> Task:
Exactly those lines running from the one containing "Category: woman's bare leg" to the end of the material are to be printed, and no others.

> Dataset:
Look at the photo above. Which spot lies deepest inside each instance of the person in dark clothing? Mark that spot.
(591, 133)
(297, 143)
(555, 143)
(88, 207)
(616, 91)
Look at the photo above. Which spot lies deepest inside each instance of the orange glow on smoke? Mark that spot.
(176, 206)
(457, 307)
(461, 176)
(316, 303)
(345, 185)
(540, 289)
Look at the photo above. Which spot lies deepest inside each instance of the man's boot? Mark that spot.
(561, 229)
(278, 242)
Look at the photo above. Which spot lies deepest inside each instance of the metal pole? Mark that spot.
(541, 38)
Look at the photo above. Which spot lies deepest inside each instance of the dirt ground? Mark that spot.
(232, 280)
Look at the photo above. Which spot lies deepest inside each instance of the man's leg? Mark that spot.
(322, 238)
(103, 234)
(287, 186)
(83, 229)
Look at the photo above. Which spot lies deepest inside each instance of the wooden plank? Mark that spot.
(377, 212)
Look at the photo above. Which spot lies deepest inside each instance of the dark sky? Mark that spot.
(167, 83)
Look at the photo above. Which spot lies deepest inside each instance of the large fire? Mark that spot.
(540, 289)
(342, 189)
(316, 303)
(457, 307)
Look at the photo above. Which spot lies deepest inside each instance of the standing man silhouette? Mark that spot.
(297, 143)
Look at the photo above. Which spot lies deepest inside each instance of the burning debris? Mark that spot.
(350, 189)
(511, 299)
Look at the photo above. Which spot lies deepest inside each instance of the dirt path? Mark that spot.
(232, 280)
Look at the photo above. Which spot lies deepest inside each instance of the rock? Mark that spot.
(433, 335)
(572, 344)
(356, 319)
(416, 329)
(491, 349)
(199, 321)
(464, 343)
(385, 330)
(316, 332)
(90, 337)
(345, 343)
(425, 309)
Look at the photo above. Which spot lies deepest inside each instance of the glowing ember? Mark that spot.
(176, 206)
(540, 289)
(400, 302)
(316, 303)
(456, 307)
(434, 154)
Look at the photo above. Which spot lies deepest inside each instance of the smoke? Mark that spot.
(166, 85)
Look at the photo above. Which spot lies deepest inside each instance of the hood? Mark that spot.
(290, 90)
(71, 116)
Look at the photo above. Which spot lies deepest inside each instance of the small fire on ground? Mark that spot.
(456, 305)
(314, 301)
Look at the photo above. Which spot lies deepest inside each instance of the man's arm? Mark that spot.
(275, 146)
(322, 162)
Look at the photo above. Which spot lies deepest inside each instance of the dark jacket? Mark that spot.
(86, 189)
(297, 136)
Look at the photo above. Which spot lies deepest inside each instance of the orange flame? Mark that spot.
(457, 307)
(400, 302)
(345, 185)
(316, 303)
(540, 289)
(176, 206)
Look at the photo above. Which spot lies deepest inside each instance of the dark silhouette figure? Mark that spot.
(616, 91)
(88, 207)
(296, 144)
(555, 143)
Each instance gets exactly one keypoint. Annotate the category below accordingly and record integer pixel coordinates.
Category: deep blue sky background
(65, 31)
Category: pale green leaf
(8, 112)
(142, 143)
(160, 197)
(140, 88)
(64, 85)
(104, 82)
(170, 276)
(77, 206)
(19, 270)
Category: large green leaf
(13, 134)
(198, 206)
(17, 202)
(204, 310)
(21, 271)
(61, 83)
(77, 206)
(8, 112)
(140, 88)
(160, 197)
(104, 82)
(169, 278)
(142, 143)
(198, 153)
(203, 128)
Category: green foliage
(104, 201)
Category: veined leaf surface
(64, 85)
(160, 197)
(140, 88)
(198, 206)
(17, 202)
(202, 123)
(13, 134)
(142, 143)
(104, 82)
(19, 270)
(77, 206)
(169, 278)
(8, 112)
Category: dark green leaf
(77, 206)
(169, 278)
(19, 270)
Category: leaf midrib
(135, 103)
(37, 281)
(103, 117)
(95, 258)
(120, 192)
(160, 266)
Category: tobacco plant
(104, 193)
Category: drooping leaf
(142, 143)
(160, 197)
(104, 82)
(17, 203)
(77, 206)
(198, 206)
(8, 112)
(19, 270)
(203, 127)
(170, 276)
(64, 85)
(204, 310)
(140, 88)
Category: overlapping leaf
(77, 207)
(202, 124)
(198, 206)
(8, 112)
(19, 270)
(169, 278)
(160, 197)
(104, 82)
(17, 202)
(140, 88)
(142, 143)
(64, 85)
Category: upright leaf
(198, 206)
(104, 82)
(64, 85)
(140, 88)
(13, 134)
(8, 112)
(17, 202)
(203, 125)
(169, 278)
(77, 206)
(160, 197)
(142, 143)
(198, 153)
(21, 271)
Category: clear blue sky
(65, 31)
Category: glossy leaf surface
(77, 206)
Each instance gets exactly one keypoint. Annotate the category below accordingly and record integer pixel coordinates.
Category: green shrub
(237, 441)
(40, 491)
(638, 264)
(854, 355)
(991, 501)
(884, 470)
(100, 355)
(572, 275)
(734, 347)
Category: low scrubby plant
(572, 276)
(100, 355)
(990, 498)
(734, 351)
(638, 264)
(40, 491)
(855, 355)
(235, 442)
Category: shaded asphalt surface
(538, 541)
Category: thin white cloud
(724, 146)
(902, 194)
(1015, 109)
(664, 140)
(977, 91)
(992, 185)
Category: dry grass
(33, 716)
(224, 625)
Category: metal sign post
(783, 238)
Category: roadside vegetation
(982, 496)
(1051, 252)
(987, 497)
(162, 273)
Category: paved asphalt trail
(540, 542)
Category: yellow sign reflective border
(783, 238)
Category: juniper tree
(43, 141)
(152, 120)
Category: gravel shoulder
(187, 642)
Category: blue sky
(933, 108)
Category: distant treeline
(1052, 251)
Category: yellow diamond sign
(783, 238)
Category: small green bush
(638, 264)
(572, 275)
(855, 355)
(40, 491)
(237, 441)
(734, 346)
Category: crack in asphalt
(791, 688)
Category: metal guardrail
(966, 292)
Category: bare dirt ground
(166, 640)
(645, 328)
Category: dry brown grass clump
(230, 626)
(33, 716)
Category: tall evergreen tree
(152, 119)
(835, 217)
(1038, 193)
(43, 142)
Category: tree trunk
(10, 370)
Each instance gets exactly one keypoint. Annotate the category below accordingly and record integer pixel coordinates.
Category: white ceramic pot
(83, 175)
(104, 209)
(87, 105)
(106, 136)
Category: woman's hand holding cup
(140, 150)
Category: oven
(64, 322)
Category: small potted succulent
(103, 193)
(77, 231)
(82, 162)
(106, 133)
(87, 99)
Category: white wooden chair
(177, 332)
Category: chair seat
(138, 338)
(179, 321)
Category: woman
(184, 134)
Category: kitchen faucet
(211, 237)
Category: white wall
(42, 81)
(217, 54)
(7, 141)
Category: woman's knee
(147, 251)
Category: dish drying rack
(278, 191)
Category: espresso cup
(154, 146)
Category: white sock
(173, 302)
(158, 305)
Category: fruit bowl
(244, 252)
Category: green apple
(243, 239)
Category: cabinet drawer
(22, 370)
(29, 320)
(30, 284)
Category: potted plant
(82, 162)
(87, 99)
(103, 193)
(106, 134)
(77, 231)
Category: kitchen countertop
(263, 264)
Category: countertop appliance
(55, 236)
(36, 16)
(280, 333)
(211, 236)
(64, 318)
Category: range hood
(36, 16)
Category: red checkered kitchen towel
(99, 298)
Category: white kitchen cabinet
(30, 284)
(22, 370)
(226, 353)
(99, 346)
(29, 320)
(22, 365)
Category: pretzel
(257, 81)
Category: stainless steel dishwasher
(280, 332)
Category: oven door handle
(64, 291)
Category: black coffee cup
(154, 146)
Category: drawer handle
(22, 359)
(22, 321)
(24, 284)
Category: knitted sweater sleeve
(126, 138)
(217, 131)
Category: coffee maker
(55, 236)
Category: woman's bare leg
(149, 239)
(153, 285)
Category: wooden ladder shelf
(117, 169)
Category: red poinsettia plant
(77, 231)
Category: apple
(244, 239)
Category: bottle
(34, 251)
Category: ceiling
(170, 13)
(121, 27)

> Answer below:
Category: woman's bare leg
(149, 239)
(153, 285)
Category: wooden ladder shelf
(117, 169)
Category: red poinsettia plant
(77, 231)
Category: apple
(244, 239)
Category: bottle
(34, 251)
Category: ceiling
(170, 13)
(121, 27)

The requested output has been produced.